:: RECORDED INFORMATION ::

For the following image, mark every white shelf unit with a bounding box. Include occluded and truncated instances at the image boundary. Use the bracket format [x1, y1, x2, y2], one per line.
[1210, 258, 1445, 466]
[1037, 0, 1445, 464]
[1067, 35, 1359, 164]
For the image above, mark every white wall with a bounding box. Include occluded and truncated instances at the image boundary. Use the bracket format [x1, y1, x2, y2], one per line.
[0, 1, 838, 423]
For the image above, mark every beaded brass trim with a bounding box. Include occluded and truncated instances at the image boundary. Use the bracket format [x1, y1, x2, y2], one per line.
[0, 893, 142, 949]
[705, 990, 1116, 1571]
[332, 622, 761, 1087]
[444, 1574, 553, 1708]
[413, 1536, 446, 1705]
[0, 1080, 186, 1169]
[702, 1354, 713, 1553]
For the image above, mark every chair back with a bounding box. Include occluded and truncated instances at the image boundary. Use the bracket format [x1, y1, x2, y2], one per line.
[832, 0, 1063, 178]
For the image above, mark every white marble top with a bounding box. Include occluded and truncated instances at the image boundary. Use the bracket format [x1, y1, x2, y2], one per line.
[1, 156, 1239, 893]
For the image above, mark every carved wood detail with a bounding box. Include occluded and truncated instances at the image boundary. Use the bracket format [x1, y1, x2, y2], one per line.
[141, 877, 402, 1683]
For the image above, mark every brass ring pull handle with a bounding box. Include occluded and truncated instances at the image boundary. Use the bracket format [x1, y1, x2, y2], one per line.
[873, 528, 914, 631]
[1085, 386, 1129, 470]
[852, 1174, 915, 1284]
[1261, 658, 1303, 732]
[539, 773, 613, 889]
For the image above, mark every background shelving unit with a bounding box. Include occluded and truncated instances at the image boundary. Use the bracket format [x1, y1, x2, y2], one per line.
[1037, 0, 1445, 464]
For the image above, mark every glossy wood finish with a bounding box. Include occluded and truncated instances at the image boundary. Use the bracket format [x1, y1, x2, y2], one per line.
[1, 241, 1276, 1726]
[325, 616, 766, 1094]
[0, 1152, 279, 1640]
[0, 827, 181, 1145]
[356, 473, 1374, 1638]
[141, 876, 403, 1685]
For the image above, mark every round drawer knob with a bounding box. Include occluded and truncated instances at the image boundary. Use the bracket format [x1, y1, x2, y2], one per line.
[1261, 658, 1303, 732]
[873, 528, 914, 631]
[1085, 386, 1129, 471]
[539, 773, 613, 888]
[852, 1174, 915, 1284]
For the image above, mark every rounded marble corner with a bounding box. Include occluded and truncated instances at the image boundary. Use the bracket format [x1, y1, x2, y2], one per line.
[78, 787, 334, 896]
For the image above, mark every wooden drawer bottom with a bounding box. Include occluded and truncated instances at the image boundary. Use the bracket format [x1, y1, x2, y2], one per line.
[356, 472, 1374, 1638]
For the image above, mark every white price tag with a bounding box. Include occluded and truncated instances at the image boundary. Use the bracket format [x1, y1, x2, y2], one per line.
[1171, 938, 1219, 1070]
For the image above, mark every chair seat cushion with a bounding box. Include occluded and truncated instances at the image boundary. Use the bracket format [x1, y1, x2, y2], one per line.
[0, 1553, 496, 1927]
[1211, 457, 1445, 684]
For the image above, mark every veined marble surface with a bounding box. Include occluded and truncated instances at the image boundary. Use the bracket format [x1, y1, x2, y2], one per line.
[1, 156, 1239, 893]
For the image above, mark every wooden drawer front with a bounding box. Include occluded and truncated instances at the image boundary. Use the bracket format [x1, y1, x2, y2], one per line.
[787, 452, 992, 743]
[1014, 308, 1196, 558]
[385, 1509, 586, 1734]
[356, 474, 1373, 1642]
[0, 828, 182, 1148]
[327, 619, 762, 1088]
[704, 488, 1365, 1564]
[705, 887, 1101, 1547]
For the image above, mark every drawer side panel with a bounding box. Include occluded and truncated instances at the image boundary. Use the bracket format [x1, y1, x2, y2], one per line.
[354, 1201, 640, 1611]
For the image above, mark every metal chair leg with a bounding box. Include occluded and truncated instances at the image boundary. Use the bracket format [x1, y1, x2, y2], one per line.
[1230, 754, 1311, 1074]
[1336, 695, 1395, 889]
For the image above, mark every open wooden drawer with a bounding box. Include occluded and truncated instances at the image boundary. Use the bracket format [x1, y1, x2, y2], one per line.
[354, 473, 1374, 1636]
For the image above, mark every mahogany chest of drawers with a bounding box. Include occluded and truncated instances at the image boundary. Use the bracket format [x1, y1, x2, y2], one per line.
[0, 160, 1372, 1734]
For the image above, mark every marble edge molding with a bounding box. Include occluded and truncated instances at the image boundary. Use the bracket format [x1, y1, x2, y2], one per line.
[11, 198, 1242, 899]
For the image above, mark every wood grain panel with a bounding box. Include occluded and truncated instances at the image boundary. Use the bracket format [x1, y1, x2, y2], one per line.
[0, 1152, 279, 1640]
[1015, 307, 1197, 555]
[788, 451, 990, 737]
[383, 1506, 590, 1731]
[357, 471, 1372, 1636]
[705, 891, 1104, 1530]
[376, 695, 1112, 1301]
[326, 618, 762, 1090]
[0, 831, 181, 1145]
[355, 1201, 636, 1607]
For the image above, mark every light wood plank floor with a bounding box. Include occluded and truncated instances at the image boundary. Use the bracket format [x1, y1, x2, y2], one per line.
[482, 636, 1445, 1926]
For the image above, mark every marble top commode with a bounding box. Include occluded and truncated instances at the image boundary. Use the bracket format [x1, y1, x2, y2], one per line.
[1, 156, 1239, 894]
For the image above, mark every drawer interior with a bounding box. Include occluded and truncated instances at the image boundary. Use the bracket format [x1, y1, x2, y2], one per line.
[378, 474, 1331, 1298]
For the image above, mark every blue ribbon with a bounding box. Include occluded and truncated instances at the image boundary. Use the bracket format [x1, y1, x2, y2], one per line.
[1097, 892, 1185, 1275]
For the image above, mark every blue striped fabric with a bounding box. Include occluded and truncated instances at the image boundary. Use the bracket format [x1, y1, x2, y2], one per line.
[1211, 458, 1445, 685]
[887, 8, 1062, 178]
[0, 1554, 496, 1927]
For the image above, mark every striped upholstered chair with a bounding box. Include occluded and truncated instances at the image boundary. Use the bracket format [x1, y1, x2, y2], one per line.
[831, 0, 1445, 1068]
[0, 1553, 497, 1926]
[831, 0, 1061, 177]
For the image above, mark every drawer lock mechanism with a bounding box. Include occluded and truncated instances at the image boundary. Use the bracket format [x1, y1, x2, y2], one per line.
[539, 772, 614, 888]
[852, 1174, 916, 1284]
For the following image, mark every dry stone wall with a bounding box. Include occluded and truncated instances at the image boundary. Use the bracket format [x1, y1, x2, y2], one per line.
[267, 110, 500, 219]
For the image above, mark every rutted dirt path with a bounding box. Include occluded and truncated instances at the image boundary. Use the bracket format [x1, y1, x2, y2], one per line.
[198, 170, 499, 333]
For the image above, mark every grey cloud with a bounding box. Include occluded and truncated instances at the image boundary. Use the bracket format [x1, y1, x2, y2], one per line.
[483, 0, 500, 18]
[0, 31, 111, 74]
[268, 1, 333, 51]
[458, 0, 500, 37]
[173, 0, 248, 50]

:::

> **DIRECTIONS**:
Here you need to write out the listing above exactly, from its first line to its last.

> **EXERCISE RESPONSE**:
For the following image, mark every white shelf unit with a bounding box. Include occluded and truncated instances at the image boundary. Use the bracket format [x1, y1, x2, y2], one per line.
[1210, 258, 1445, 466]
[1037, 0, 1445, 464]
[1067, 35, 1359, 164]
For the image above, mark every white wall with a bounding box. Include occluded and truncated instances at the image boundary. Use the bracket format [x1, y1, x2, y2], one per line.
[0, 1, 838, 423]
For the image above, mark every beaded brass trim with a bounding box. Include occluded and truncated instances at the image boundary. Use the bracket format [x1, y1, x2, y2], one per line.
[0, 893, 142, 949]
[705, 990, 1116, 1571]
[332, 622, 761, 1087]
[444, 1574, 553, 1708]
[413, 1536, 446, 1705]
[0, 1080, 186, 1169]
[702, 1354, 713, 1553]
For the image above, mark every chair back with a bounding box. Include occluded and truncated instances at the image boundary. Use the bracket format [x1, y1, x2, y2], one per line.
[832, 0, 1063, 178]
For the image above, mark every white marble top with a bounding box. Include occluded and truncated instances at the image boundary. Use the bracket format [x1, y1, x2, y2], one per line.
[1, 156, 1239, 893]
For the image above, mark every carved wood detail with a bounding box. Include occluded and truncated instances at the image boundary. Use the bracket format [x1, y1, x2, y2], one per line.
[141, 877, 402, 1683]
For the image above, mark every brass ring pull handle with a bounding box. Include occluded and truncated instances at the image boundary. Use the bracket format [x1, y1, x2, y2], one per line.
[873, 528, 914, 631]
[1085, 386, 1129, 470]
[852, 1174, 915, 1284]
[1261, 658, 1303, 732]
[539, 773, 613, 889]
For the image above, mark every background shelving unit with a bounding box. Include occluded and truncated instances at the image boundary. Use the bracket format [x1, y1, x2, y2], one per line.
[1037, 0, 1445, 464]
For the image above, mark every glossy wood finish with a bounding box. Include occluded and truncated instances at the image boundary. Use the bracket format [x1, y1, x2, y2], one per line.
[1, 241, 1276, 1726]
[325, 616, 766, 1094]
[0, 1152, 279, 1640]
[0, 827, 181, 1145]
[356, 473, 1374, 1638]
[141, 876, 403, 1685]
For the image above, mark every round drawer knob with a bounding box. Include occluded and truncated instances at the image boundary. Use the bracket format [x1, y1, x2, y2], one per line.
[1261, 658, 1303, 732]
[873, 528, 914, 631]
[1085, 386, 1129, 471]
[539, 773, 613, 888]
[852, 1174, 915, 1284]
For the image above, mark every rounded marble corner with a bounding box. Include occluded and truncated instances at the image boundary. Use the bracket format [x1, y1, x2, y2], one per line.
[78, 787, 334, 896]
For the image above, mark every wooden drawer bottom with a bounding box. Include occluded and truncated instances at the image boundary. Use the bracket format [x1, y1, x2, y2], one per line.
[356, 472, 1374, 1638]
For the image above, mark every white price tag with a bounding box. Include occluded and truncated instances at the image boundary. Use the bracket format [x1, y1, x2, y2], one per line.
[1171, 938, 1219, 1070]
For the image above, mark every chair seat cushion with a bounding box. Include occluded and truncated instances at the image boundary. Use the bracket format [x1, y1, x2, y2], one per line.
[0, 1553, 496, 1927]
[1211, 457, 1445, 684]
For the image above, mark every veined marble surface with a bounding box. Include occluded and truncated instances at the image boundary. Use the bracket format [x1, y1, x2, y2], one per line.
[1, 156, 1239, 893]
For the image above, mark every wooden drawer front with a bounding box. Include occluded and truncated instances at the image boundary. Use the bracket format [x1, y1, x2, y2], one per line.
[787, 452, 992, 743]
[1014, 308, 1196, 558]
[385, 1509, 586, 1734]
[356, 474, 1373, 1642]
[0, 828, 182, 1148]
[327, 619, 762, 1088]
[704, 488, 1365, 1564]
[705, 887, 1101, 1547]
For the image above, mark every drawer side panel with a bounding box. Include occluded and truncated instances at the image boundary. Use the bracket format [x1, y1, x2, y2], one per line.
[354, 1201, 640, 1611]
For the image above, mark every metal chair leg with a bounding box. Include occluded and truncated instances at the image boundary. Use the bracket format [x1, y1, x2, y2], one per line.
[1230, 754, 1311, 1074]
[1336, 695, 1395, 889]
For the image above, mark every open wooden drawer with a bounding box. Include occluded and truncated instances at the image boundary. Use the bracket format [x1, y1, x2, y2], one per line.
[354, 473, 1374, 1636]
For the image above, mark every mahogany chest of drawers with a bounding box. Include occluded and truncated instances at the image boundary. Use the bracket format [x1, y1, x2, y2], one per line.
[0, 160, 1372, 1734]
For the image above, mark every marble edge molding with a bounding box. Include occluded and truncated instances at the image boundary. Use the bracket format [x1, y1, x2, y2], one per line.
[11, 198, 1242, 899]
For the image above, mark every wood grain panel with a bounding box. Include occluded and truncated instances at the image boundary. Use the bracket format [x1, y1, x2, y2], one per line.
[0, 1152, 279, 1640]
[1015, 307, 1197, 555]
[788, 451, 990, 737]
[383, 1506, 590, 1731]
[357, 471, 1372, 1636]
[705, 891, 1104, 1530]
[376, 695, 1112, 1301]
[326, 618, 762, 1090]
[0, 831, 181, 1145]
[355, 1201, 636, 1607]
For the image above, mark every light wood plank floor with a bounding box. Include occluded and truncated instances at the image boundary. Use the bracket format [x1, y1, x2, y2], one per line.
[482, 636, 1445, 1926]
For the image above, mark every marble top commode with a bounding box. Include occluded and truncated instances at the image boundary. Use the bracket format [x1, y1, x2, y2], one per line.
[1, 156, 1239, 894]
For the image above, mark every drawer interior with a bounding box. Include occluded and truncated instances at the image boundary. Use the bracket format [x1, y1, x2, y2], one per line.
[378, 474, 1331, 1298]
For the image above, mark every blue ribbon with a bounding box. Include occluded and truncated instances at the image boundary. Use the bracket format [x1, y1, x2, y2], one per line.
[1097, 892, 1185, 1275]
For the image above, mark every blue striped fabric with a bounding box. Include occluded and truncated instances at the image boundary. Use the bracket format [x1, y1, x2, y2], one per line.
[1211, 458, 1445, 685]
[887, 8, 1062, 178]
[0, 1554, 496, 1927]
For the image above, mark every striped upholstered chair with a bounding box. Include occluded and truncated instances at the image boundary. Use the bracket format [x1, y1, x2, y2], one per line.
[831, 0, 1445, 1068]
[0, 1553, 497, 1926]
[831, 0, 1061, 177]
For the image above, mark every drawer lock mechanism with a bounding box. Include occluded and truncated instances at the image boundary. Use the bracket format [x1, y1, x2, y2], one per line.
[539, 772, 614, 888]
[852, 1174, 916, 1284]
For the following image, mark every dry stone wall with a bounding box. Include occluded and truncated instances at the image boundary. Use the bracket format [x1, y1, x2, y2], one per line.
[267, 110, 500, 219]
For the image above, mark every rutted dirt path with a bounding box. Include occluded and truncated instances at the image boundary. Use the bracket format [x1, y1, x2, y2], one per line.
[198, 170, 499, 333]
For the image above, mark every grey cloud with a bounding box. Include occluded and truncated instances at the image boundary. Use the bracket format [x1, y1, x2, y2], one per line.
[483, 0, 500, 18]
[0, 31, 111, 74]
[268, 1, 333, 51]
[458, 0, 500, 37]
[173, 0, 248, 50]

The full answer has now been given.